> Exercise description
Reproduce each of the lines below verbatim, in the same order.
——
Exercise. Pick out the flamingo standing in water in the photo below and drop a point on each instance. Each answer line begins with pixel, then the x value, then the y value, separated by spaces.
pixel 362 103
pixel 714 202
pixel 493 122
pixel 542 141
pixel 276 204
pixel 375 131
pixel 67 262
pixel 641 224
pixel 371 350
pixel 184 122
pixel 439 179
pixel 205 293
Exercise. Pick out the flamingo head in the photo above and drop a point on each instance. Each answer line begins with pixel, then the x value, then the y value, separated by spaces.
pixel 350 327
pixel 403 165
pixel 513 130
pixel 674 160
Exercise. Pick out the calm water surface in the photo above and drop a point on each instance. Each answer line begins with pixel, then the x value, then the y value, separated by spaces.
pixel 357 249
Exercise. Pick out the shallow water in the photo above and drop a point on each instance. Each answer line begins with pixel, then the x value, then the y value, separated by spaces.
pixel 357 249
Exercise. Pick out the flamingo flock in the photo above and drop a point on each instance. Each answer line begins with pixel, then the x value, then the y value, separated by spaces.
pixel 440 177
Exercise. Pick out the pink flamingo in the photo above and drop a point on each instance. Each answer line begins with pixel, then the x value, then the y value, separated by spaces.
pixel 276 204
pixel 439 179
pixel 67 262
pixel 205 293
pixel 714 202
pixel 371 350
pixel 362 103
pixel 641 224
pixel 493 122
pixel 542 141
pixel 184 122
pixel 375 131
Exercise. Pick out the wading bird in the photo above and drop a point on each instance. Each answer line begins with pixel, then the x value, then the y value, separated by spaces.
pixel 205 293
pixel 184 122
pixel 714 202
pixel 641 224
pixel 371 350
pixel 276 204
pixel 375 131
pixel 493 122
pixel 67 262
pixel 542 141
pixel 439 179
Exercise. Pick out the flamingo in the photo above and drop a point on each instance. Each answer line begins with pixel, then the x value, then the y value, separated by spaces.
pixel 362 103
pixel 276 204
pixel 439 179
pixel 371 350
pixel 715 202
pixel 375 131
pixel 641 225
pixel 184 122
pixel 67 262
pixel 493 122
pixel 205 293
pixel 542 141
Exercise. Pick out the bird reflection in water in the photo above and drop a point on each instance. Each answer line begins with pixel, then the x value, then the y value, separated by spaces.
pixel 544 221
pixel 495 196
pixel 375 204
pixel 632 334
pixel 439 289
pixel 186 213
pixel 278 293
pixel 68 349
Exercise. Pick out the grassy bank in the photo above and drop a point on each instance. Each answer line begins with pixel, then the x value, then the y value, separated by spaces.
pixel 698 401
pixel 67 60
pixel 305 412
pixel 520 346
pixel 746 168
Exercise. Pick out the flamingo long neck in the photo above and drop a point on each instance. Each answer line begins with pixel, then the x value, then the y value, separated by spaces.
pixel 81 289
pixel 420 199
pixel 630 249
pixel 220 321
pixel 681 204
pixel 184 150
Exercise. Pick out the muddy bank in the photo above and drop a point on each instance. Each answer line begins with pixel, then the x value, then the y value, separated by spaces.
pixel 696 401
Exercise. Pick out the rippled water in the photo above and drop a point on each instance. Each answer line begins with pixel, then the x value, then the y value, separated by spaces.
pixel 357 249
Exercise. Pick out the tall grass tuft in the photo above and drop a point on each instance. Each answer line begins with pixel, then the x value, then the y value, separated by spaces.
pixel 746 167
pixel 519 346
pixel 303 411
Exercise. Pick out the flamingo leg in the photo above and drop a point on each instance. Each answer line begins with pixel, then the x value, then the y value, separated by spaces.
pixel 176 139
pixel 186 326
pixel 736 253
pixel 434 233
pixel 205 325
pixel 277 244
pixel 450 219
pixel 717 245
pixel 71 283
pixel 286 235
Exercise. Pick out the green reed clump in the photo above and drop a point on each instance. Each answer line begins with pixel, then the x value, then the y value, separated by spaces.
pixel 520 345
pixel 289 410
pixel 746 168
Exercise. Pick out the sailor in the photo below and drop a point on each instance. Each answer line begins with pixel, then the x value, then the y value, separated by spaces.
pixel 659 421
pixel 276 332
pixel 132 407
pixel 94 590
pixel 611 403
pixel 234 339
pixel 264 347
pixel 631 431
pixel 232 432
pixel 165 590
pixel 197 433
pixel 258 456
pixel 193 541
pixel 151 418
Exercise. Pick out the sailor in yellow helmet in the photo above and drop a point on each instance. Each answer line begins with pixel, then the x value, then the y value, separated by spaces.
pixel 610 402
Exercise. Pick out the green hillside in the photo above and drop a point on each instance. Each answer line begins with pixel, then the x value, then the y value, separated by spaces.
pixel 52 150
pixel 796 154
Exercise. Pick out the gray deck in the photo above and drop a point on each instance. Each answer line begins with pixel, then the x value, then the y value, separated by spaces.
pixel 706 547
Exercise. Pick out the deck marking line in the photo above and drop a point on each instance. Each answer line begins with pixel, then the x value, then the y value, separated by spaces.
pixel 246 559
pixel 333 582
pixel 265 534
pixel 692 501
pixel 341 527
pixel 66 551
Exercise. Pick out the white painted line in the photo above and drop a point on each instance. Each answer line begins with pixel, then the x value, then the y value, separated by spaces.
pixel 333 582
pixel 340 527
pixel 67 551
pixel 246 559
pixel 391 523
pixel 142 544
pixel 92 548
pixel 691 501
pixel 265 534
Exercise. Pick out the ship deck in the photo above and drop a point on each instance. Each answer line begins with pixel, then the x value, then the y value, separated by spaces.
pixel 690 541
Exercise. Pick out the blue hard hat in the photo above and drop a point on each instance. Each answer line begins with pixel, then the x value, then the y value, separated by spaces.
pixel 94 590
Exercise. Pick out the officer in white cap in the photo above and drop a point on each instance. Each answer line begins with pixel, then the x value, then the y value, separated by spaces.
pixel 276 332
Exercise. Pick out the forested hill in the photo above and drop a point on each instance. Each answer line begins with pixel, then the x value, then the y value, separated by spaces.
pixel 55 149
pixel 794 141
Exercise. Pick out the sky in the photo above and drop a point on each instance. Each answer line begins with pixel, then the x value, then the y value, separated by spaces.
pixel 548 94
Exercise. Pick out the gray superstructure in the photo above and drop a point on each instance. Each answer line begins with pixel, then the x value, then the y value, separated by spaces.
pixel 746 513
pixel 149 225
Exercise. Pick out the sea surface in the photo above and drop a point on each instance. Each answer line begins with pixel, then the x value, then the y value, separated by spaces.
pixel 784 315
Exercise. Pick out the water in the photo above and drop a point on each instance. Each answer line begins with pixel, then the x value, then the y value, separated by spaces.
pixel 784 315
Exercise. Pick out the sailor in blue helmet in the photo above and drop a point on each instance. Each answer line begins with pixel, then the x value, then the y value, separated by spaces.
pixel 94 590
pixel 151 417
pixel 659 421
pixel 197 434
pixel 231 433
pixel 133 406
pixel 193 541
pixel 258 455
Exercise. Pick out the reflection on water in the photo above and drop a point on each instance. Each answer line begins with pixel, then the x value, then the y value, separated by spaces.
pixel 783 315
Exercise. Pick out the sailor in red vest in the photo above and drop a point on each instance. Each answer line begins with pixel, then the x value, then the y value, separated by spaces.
——
> Written reply
Exercise. Pick out the flamingo standing in water in the photo below and drop a point on each instance. Each answer line begins with pixel, then the x value, then the y value, separated by spaces.
pixel 362 103
pixel 714 202
pixel 493 122
pixel 542 141
pixel 276 204
pixel 375 131
pixel 67 262
pixel 641 224
pixel 371 350
pixel 184 122
pixel 439 179
pixel 205 293
Exercise. Pick out the flamingo head in the photo above and drop a point on each instance. Each answer line begins with pixel, then the x value, then the y value, separated by spaces.
pixel 350 327
pixel 403 165
pixel 513 130
pixel 674 160
Exercise. Pick out the calm water surface in the photo above and drop a point on each instance. Each answer line begins with pixel, then the x value, then the y value, separated by spaces.
pixel 357 249
Exercise. Pick out the shallow water in the photo above and drop a point on each instance. Each answer line begins with pixel, then the x value, then the y value, separated by spaces.
pixel 357 249
Exercise. Pick out the flamingo flock in the photo above and drop a point on each instance. Each answer line begins with pixel, then the x value, then the y value, separated by spaces.
pixel 440 177
Exercise. Pick out the pink flamingo in the photo above and drop a point on each instance. Each answer line begins with pixel, then the x value, then the y value, separated by spaces.
pixel 276 204
pixel 439 179
pixel 67 262
pixel 205 293
pixel 714 202
pixel 371 350
pixel 362 103
pixel 641 224
pixel 493 122
pixel 542 141
pixel 184 122
pixel 375 131
Exercise. Pick out the wading bird in the photo above and drop a point on each instance. Each answer line begins with pixel, then the x value, then the y value, separated by spaces.
pixel 205 293
pixel 184 122
pixel 714 202
pixel 641 224
pixel 371 350
pixel 276 204
pixel 375 131
pixel 493 122
pixel 67 262
pixel 542 141
pixel 439 179
Exercise. Pick out the flamingo in the photo above and drop a point on each instance. Each answer line begins with pixel, then the x value, then the y value, separated by spaces.
pixel 362 103
pixel 276 204
pixel 439 179
pixel 371 350
pixel 715 202
pixel 375 131
pixel 641 225
pixel 184 122
pixel 67 262
pixel 493 122
pixel 205 293
pixel 542 141
Exercise. Pick out the bird reflection in water in the photo above and drop a point on each instance. Each answer line begins with pixel, then the x value, then the y value, separated by spaces.
pixel 544 221
pixel 495 196
pixel 375 204
pixel 632 334
pixel 439 289
pixel 186 213
pixel 278 293
pixel 68 349
Exercise. Pick out the grassy bank in the photo above and drop a point on each instance. Each answer line begins with pixel, then the x value, then the y value, separated by spaces.
pixel 698 401
pixel 67 60
pixel 305 412
pixel 520 346
pixel 746 168
Exercise. Pick out the flamingo long neck in the photo above and drop a point on each instance. Each answer line begins with pixel, then the x value, then the y value, separated by spaces.
pixel 81 289
pixel 420 199
pixel 630 249
pixel 220 321
pixel 681 204
pixel 184 150
Exercise. Pick out the muddy bank in the photo above and drop a point on each instance. Each answer line begins with pixel, then the x value, then the y value, separated by spaces.
pixel 696 401
Exercise. Pick out the rippled water in the photo above and drop a point on each instance. Each answer line begins with pixel, then the x value, then the y value, separated by spaces.
pixel 357 249
Exercise. Pick out the tall grass tuft in the photo above and drop a point on each instance. Each answer line begins with pixel, then the x value, then the y value, separated by spaces.
pixel 746 167
pixel 519 346
pixel 303 411
Exercise. Pick out the flamingo leg in the photo above and drop a point on each instance. Each answer line begins with pixel, then the x value, then the y value, separated by spaces.
pixel 176 139
pixel 186 326
pixel 736 253
pixel 434 233
pixel 205 325
pixel 277 244
pixel 450 219
pixel 717 245
pixel 71 283
pixel 286 235
Exercise. Pick out the green reed clump in the photo above and drop a point on each instance. Each answer line begins with pixel, then the x value, then the y value, separated by spaces.
pixel 520 345
pixel 289 410
pixel 746 168
Exercise. Pick out the sailor in the photo below and drop a point on each instance. Each answer line begins with pixel, then the x value, then the y value, separated by spaces.
pixel 659 421
pixel 276 332
pixel 132 407
pixel 94 590
pixel 611 403
pixel 234 339
pixel 264 347
pixel 631 431
pixel 232 432
pixel 165 590
pixel 197 433
pixel 258 456
pixel 193 541
pixel 151 418
Exercise. Pick out the sailor in yellow helmet in the photo above and drop a point on each instance. Each answer line begins with pixel, then the x value, then the y value, separated by spaces.
pixel 610 402
Exercise. Pick out the green hillside in the photo above and drop a point on each instance. Each answer line begins with pixel, then the x value, then the y value, separated by spaces.
pixel 52 150
pixel 796 154
Exercise. Pick out the gray deck in the photo above and drop a point on each instance. Each answer line begins with pixel, then the x value, then the y value, separated by spaces.
pixel 706 547
Exercise. Pick out the deck marking line in the photo above and drop a point on each instance. Each answer line begins with pixel, then the x value, then the y value, separated by spaces.
pixel 246 559
pixel 333 582
pixel 265 534
pixel 692 501
pixel 341 527
pixel 66 551
Exercise. Pick out the white painted line in the photo above and drop a point on each instance. Each answer line begins with pixel, then the x value, then the y value, separated by spaces.
pixel 333 582
pixel 340 527
pixel 67 551
pixel 246 559
pixel 391 523
pixel 142 544
pixel 92 548
pixel 691 501
pixel 265 534
Exercise. Pick out the ship deck in the photo above and drop a point on each instance. Each answer line begins with pixel, then the x value, then the y value, separated by spaces.
pixel 690 541
Exercise. Pick out the blue hard hat in the photo above and drop a point on each instance. Each answer line begins with pixel, then the x value, then the y value, separated by spaces.
pixel 94 590
Exercise. Pick out the officer in white cap in the photo above and drop a point on each instance. Each answer line begins with pixel, then the x value, then the y value, separated by spaces.
pixel 276 332
Exercise. Pick out the forested hill in the photo above and drop a point on each instance. Each answer line begins with pixel, then the x value, then the y value, separated by spaces.
pixel 55 149
pixel 794 141
Exercise. Pick out the sky in the photo above and drop a point on each instance. Each answer line begins with pixel, then the x value, then the y value, separated by spaces.
pixel 548 94
Exercise. Pick out the gray superstructure in the photo above and drop a point on each instance. Each answer line begins with pixel, then the x value, then the y value, separated by spaces.
pixel 746 513
pixel 149 225
Exercise. Pick out the sea surface in the photo above and drop a point on each instance. Each answer line begins with pixel, then the x value, then the y value, separated by spaces.
pixel 784 315
Exercise. Pick out the water in the photo above and drop a point on each instance. Each answer line begins with pixel, then the x value, then the y value, separated by spaces.
pixel 784 315
Exercise. Pick out the sailor in blue helmet in the photo above and drop a point on each instance. Each answer line begins with pixel, then the x value, then the y value, separated by spaces.
pixel 94 590
pixel 151 417
pixel 659 421
pixel 197 434
pixel 231 433
pixel 133 406
pixel 193 541
pixel 258 455
Exercise. Pick out the reflection on water in the photo above and drop a point on each instance. Each answer line begins with pixel, then the x value, then the y value, separated by spaces.
pixel 783 315
Exercise. Pick out the sailor in red vest in the photo above and drop a point on each instance. Each answer line begins with pixel, then the x value, then the y value, separated by spaces.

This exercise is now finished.